» Written problem a
Reproduce word for word the part of the forum thread starting at "also if you" and ending at "(Aug 26, 2011)".
## start Text segment
That is such a sad story. it really really is. I did draw skylight for you though. Like I said, I'm not a good artist, but I did the best I could for you and Skylight. I'm about to post it, I hope you like it. and btw, that story gave me a vague muse for a poem. I'd really like to write one for you and Skylight, as a memorial gift from me. Anyways,. if you don't like the picture I would be VERY happy to re-do it. I can only get better right?


----------



## betta lover1507 (Aug 6, 2011)

ok thanks {=] an di love the picture i'll put it as my avi =3

also if you do more drawings it will help you get better, =] thanks you so much i miss skylight very much ='[ and regret i gave him away Doesn't matter he was a VT though i loved him =[


----------



## Aquarianblue (Aug 26, 2011)
## end Text segment
» Written problem b
Rewrite the listing starting at its first line and ending at the line containing "0 569 503 640", with "dark jeans" changed to "black jeans" and everything else left as it is.
## start Given records
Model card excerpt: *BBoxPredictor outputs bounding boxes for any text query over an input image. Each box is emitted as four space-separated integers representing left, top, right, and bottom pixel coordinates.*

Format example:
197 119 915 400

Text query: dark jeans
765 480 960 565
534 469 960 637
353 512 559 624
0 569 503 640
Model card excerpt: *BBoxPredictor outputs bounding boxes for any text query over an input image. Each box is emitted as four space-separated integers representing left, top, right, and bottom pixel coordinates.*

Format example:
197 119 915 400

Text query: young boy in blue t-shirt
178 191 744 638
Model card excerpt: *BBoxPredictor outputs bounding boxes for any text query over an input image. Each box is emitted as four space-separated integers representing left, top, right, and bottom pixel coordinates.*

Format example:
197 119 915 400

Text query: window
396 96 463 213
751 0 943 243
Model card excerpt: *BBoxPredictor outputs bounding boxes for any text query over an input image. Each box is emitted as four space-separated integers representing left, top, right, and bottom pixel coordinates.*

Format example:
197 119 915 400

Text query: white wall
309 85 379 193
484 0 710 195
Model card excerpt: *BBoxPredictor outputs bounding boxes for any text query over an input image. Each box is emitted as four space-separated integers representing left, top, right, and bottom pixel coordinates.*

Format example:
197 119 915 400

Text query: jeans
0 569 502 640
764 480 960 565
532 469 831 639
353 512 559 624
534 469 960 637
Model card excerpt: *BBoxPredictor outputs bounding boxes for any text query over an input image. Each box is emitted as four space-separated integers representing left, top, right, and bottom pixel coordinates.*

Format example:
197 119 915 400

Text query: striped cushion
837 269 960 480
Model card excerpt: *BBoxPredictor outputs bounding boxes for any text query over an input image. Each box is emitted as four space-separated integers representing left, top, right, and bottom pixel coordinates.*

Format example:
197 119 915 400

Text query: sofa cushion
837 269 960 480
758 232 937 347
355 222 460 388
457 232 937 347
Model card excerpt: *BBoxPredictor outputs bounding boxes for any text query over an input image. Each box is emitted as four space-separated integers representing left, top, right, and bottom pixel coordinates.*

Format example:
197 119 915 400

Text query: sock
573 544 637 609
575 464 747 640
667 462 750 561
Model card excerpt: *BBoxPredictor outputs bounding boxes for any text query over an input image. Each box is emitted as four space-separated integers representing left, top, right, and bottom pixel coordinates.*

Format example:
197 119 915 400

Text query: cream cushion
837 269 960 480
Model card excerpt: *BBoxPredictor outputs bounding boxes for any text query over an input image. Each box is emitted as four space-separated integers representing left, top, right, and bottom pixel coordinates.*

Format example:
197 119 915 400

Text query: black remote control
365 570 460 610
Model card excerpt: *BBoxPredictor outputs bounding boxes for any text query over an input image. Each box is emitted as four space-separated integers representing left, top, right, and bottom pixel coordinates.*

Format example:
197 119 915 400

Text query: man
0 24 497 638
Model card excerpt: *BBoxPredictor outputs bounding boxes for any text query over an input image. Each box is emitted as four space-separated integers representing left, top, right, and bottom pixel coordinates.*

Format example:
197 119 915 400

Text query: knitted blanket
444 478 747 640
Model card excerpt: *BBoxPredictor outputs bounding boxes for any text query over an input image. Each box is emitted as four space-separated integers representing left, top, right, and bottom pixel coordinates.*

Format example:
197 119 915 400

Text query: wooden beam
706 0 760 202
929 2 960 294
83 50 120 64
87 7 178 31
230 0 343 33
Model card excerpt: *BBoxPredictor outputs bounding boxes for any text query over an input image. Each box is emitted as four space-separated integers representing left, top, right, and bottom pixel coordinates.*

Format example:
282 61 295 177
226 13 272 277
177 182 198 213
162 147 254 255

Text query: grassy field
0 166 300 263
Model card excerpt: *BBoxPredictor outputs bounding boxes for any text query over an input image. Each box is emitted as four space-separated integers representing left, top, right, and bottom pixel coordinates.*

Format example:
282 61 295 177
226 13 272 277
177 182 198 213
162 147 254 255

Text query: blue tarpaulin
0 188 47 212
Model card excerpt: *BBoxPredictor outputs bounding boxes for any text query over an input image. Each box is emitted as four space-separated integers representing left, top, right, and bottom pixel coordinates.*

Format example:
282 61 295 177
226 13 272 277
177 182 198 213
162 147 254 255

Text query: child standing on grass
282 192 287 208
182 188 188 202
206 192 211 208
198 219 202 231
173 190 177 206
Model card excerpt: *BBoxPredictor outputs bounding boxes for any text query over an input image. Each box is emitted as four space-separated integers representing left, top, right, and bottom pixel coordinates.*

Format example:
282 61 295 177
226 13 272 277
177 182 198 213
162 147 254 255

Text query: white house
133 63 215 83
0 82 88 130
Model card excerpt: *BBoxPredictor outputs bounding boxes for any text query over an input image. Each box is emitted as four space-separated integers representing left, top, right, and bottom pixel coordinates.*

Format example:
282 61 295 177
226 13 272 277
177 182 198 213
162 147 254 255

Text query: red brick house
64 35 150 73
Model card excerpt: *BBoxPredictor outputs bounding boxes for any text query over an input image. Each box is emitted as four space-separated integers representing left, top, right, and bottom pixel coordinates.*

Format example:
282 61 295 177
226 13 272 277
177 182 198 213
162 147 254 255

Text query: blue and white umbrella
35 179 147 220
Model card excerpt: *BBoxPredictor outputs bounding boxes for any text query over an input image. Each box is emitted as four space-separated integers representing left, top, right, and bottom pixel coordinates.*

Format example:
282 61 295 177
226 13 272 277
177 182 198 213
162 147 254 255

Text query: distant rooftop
## end Given records
» Correct answer a
also if you do more drawings it will help you get better, =] thanks you so much i miss skylight very much ='[ and regret i gave him away Doesn't matter he was a VT though i loved him =[


----------



## Aquarianblue (Aug 26, 2011)

» Correct answer b
Model card excerpt: *BBoxPredictor outputs bounding boxes for any text query over an input image. Each box is emitted as four space-separated integers representing left, top, right, and bottom pixel coordinates.*

Format example:
197 119 915 400

Text query: black jeans
765 480 960 565
534 469 960 637
353 512 559 624
0 569 503 640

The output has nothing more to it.